#### WHAT YOU HAVE TO DO:
Reproduce exactly, with no other output, every line of the data below from the line containing "the white baseboard" to the end, inclusive.

>> begin LISTED ENTRIES

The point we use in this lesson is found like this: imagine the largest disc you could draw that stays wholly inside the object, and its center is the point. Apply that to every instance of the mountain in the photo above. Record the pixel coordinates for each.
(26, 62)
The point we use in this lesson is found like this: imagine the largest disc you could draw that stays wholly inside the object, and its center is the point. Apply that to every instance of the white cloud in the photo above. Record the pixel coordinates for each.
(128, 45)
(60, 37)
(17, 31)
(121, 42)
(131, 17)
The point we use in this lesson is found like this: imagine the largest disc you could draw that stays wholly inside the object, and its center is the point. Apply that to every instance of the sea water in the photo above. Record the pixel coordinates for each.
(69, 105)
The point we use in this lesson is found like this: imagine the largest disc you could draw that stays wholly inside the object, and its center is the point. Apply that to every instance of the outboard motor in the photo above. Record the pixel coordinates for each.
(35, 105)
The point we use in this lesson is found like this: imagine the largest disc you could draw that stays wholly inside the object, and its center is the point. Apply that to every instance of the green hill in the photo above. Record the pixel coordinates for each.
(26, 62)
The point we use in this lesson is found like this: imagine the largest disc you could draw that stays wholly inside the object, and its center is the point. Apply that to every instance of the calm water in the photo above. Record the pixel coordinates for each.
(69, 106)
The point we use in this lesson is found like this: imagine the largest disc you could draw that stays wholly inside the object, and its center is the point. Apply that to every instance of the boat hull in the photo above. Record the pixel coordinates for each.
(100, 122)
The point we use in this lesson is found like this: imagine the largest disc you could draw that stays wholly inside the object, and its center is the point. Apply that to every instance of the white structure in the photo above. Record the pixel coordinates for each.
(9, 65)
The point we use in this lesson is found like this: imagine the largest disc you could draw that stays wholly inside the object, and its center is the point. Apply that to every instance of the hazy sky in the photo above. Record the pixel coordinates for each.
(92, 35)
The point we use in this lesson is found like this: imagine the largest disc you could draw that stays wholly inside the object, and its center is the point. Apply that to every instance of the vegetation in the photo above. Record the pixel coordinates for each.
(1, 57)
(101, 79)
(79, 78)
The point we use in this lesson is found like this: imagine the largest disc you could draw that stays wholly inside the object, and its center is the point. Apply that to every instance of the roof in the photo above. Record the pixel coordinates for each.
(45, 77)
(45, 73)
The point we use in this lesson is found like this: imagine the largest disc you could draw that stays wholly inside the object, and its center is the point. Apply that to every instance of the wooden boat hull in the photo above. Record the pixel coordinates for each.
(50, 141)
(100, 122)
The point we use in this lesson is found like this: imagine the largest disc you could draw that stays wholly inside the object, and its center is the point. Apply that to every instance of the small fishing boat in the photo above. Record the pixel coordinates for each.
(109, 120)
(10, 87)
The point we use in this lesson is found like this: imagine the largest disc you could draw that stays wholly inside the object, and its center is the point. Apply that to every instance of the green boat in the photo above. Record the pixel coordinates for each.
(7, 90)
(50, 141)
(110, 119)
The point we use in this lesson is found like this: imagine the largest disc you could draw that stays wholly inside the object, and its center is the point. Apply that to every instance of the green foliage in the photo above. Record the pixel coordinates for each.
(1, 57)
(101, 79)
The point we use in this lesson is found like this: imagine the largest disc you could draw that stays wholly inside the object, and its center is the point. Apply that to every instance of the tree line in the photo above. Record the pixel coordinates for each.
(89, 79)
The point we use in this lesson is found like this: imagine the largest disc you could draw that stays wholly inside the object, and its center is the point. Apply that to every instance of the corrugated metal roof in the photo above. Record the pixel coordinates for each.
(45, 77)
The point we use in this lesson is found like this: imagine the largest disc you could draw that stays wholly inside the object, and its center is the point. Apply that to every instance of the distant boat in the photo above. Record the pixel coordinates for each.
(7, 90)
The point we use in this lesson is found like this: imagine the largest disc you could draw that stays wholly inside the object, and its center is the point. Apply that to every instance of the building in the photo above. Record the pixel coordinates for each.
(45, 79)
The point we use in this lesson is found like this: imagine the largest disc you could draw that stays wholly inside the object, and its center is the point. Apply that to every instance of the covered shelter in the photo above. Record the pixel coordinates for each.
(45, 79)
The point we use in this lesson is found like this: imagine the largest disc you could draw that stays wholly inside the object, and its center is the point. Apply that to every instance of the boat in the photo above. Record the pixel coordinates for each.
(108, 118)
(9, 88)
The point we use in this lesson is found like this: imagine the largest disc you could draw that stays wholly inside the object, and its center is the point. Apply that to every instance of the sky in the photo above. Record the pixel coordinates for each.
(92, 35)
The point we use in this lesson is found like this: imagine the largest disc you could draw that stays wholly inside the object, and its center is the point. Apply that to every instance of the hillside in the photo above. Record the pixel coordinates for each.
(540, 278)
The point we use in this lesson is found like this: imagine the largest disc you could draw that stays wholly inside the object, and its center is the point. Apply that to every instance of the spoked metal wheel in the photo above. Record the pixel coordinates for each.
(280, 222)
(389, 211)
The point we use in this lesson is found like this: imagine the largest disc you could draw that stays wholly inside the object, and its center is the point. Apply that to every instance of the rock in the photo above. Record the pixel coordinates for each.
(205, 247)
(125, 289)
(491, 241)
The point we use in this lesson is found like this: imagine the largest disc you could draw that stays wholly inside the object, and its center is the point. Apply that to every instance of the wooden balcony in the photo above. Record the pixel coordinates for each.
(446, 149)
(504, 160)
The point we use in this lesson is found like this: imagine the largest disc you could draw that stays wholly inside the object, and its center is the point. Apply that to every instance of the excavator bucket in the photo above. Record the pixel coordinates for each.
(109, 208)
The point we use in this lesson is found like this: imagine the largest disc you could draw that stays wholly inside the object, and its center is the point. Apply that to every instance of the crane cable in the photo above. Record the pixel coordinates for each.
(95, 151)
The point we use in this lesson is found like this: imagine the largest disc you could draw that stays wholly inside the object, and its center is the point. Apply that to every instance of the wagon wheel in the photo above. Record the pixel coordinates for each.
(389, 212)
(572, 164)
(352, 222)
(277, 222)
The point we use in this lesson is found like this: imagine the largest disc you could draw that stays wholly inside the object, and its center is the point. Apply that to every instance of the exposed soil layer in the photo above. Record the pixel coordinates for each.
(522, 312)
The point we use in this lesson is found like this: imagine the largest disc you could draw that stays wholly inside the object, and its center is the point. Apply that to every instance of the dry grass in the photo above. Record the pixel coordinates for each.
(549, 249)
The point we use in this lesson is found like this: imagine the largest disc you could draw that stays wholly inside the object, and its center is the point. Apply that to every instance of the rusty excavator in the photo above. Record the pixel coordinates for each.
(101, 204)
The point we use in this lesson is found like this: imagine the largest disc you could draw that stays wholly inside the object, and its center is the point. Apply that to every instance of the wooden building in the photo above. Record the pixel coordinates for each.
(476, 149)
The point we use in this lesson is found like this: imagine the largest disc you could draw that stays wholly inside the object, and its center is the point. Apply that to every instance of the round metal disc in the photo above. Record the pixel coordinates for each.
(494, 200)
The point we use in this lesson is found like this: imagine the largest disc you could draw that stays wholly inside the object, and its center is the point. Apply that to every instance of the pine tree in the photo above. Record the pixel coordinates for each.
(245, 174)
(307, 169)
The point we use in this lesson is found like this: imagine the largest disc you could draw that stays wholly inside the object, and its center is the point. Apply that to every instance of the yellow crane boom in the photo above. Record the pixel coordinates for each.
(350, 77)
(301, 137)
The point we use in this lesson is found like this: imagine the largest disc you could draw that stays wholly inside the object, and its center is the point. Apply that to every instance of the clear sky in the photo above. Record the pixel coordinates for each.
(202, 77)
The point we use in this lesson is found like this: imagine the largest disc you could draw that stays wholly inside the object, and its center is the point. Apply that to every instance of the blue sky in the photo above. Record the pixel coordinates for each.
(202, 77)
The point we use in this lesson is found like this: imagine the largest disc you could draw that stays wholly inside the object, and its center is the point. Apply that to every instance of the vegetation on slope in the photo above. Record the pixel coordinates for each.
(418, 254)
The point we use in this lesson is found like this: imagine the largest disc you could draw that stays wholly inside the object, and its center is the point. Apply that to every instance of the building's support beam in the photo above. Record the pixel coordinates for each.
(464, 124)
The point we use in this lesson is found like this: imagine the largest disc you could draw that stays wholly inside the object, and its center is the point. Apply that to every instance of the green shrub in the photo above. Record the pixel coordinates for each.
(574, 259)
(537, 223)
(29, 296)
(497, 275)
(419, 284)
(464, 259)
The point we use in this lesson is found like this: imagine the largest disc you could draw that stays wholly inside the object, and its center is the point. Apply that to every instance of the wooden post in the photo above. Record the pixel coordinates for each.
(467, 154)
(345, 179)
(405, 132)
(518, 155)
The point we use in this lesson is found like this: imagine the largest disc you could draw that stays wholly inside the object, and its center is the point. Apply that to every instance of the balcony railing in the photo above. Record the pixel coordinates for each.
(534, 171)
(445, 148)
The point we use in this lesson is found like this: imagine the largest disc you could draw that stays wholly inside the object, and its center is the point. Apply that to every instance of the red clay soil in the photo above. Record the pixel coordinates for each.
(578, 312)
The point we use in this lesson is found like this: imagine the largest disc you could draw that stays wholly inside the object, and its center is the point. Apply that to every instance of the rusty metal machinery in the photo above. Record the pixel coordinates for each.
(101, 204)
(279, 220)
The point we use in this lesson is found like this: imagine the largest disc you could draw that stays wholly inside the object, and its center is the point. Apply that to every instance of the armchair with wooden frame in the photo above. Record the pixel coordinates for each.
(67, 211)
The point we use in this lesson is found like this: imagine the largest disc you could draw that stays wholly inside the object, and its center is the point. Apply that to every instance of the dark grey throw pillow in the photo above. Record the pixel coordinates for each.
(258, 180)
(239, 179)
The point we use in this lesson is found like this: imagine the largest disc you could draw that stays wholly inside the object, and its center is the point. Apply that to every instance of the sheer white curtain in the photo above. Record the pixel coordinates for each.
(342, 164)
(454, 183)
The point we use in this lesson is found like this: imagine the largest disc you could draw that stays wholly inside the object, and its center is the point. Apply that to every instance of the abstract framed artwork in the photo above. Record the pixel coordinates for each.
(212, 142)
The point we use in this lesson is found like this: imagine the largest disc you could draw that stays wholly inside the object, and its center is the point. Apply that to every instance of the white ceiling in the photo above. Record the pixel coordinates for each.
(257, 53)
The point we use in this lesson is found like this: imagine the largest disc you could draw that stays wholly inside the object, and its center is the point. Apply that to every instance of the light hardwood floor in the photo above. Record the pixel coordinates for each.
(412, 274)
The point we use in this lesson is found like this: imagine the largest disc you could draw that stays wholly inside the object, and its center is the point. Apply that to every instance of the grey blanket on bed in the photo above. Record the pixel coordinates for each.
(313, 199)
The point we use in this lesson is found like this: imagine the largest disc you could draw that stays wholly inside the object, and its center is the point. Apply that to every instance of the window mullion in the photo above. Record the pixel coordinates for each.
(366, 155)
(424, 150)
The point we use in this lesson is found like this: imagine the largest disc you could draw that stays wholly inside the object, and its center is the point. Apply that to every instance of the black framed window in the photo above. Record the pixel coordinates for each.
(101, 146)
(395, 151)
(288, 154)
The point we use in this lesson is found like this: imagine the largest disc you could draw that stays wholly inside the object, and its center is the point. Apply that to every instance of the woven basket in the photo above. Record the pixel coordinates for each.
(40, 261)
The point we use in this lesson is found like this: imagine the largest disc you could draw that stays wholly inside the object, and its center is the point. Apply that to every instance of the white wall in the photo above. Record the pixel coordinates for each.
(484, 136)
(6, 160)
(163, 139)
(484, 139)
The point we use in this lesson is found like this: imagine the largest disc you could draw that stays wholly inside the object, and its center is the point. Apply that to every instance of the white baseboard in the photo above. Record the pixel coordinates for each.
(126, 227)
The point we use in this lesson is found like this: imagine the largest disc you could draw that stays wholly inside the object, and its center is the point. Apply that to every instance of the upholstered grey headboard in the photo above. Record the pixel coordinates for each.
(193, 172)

>> end LISTED ENTRIES

#### ANSWER TO THE PROBLEM:
The point we use in this lesson is found like this: imagine the largest disc you could draw that stays wholly inside the object, and its center is the point. Apply that to every instance of the white baseboard in the photo above. Record the pixel coordinates for each.
(126, 227)
The point we use in this lesson is found like this: imagine the largest disc you could draw that stays wholly inside the object, and its center is the point. Apply that to every instance of the upholstered grey headboard in the photo above. Record the pixel coordinates for each.
(193, 172)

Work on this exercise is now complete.